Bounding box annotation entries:
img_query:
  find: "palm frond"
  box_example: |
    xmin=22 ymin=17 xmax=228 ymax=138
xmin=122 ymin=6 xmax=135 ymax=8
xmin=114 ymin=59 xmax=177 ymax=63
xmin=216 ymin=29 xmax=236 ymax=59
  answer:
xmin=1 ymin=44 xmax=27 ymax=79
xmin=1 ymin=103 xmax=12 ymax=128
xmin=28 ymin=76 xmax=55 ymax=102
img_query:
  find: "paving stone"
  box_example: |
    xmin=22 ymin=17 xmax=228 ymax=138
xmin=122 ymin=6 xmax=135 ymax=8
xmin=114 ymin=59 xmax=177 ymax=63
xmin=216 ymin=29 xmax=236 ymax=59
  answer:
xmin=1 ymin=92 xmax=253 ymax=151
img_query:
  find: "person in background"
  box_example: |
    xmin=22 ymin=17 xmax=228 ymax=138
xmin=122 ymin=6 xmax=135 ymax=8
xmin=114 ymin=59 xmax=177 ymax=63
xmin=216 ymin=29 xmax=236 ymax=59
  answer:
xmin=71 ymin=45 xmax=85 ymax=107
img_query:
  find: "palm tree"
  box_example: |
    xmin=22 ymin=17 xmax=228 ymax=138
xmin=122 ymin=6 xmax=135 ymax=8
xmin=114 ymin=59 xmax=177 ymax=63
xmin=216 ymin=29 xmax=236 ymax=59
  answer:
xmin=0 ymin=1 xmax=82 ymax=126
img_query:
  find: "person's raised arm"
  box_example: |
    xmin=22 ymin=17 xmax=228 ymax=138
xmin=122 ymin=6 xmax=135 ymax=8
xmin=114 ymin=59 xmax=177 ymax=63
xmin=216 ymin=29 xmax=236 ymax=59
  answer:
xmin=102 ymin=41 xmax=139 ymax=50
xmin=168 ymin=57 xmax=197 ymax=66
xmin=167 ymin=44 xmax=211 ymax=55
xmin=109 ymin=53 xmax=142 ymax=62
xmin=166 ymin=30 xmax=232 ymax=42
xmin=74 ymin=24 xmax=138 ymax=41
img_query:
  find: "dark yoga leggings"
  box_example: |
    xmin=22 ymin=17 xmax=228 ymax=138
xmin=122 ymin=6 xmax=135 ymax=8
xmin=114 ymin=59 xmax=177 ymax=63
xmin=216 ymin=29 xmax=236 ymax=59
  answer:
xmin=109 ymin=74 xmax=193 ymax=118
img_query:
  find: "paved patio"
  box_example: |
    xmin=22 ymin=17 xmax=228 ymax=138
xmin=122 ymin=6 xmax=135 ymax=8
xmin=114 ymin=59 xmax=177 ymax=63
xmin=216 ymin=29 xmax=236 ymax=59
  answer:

§ Task instructions
Render the lines from the start of the items through the line containing "xmin=109 ymin=74 xmax=193 ymax=118", inclusive, as a JSON list of strings with one string per line, leaving out any blank lines.

§ Response to this exercise
[
  "img_query:",
  "  find: \"palm frond\"",
  "  box_example: |",
  "    xmin=22 ymin=17 xmax=228 ymax=138",
  "xmin=122 ymin=6 xmax=135 ymax=8",
  "xmin=114 ymin=59 xmax=177 ymax=63",
  "xmin=216 ymin=29 xmax=236 ymax=59",
  "  answer:",
  "xmin=1 ymin=44 xmax=27 ymax=79",
  "xmin=1 ymin=103 xmax=12 ymax=128",
  "xmin=28 ymin=76 xmax=55 ymax=102",
  "img_query:",
  "  find: \"paving stone\"",
  "  box_example: |",
  "    xmin=22 ymin=17 xmax=228 ymax=138",
  "xmin=122 ymin=6 xmax=135 ymax=8",
  "xmin=114 ymin=59 xmax=177 ymax=63",
  "xmin=216 ymin=29 xmax=236 ymax=59",
  "  answer:",
  "xmin=1 ymin=92 xmax=253 ymax=151",
  "img_query:",
  "  find: \"person in background\"",
  "  box_example: |",
  "    xmin=22 ymin=17 xmax=228 ymax=138",
  "xmin=122 ymin=6 xmax=135 ymax=8",
  "xmin=114 ymin=59 xmax=177 ymax=63",
  "xmin=216 ymin=29 xmax=236 ymax=59",
  "  answer:",
  "xmin=71 ymin=45 xmax=85 ymax=107",
  "img_query:",
  "  find: \"palm tree\"",
  "  box_example: |",
  "    xmin=22 ymin=17 xmax=228 ymax=138",
  "xmin=122 ymin=6 xmax=135 ymax=8",
  "xmin=114 ymin=59 xmax=177 ymax=63",
  "xmin=216 ymin=29 xmax=236 ymax=59",
  "  answer:",
  "xmin=0 ymin=1 xmax=82 ymax=126",
  "img_query:",
  "  find: \"person's raised arm\"",
  "  box_example: |",
  "    xmin=22 ymin=17 xmax=228 ymax=138",
  "xmin=122 ymin=6 xmax=135 ymax=8",
  "xmin=114 ymin=59 xmax=177 ymax=63",
  "xmin=216 ymin=29 xmax=236 ymax=59",
  "  answer:",
  "xmin=102 ymin=41 xmax=139 ymax=50",
  "xmin=168 ymin=57 xmax=197 ymax=66",
  "xmin=167 ymin=44 xmax=211 ymax=55",
  "xmin=109 ymin=53 xmax=142 ymax=62",
  "xmin=166 ymin=30 xmax=232 ymax=42",
  "xmin=74 ymin=24 xmax=138 ymax=41",
  "img_query:",
  "  find: \"dark yoga leggings\"",
  "  box_example: |",
  "    xmin=22 ymin=17 xmax=228 ymax=138",
  "xmin=122 ymin=6 xmax=135 ymax=8",
  "xmin=114 ymin=59 xmax=177 ymax=63",
  "xmin=216 ymin=29 xmax=236 ymax=59",
  "  answer:",
  "xmin=109 ymin=74 xmax=193 ymax=118"
]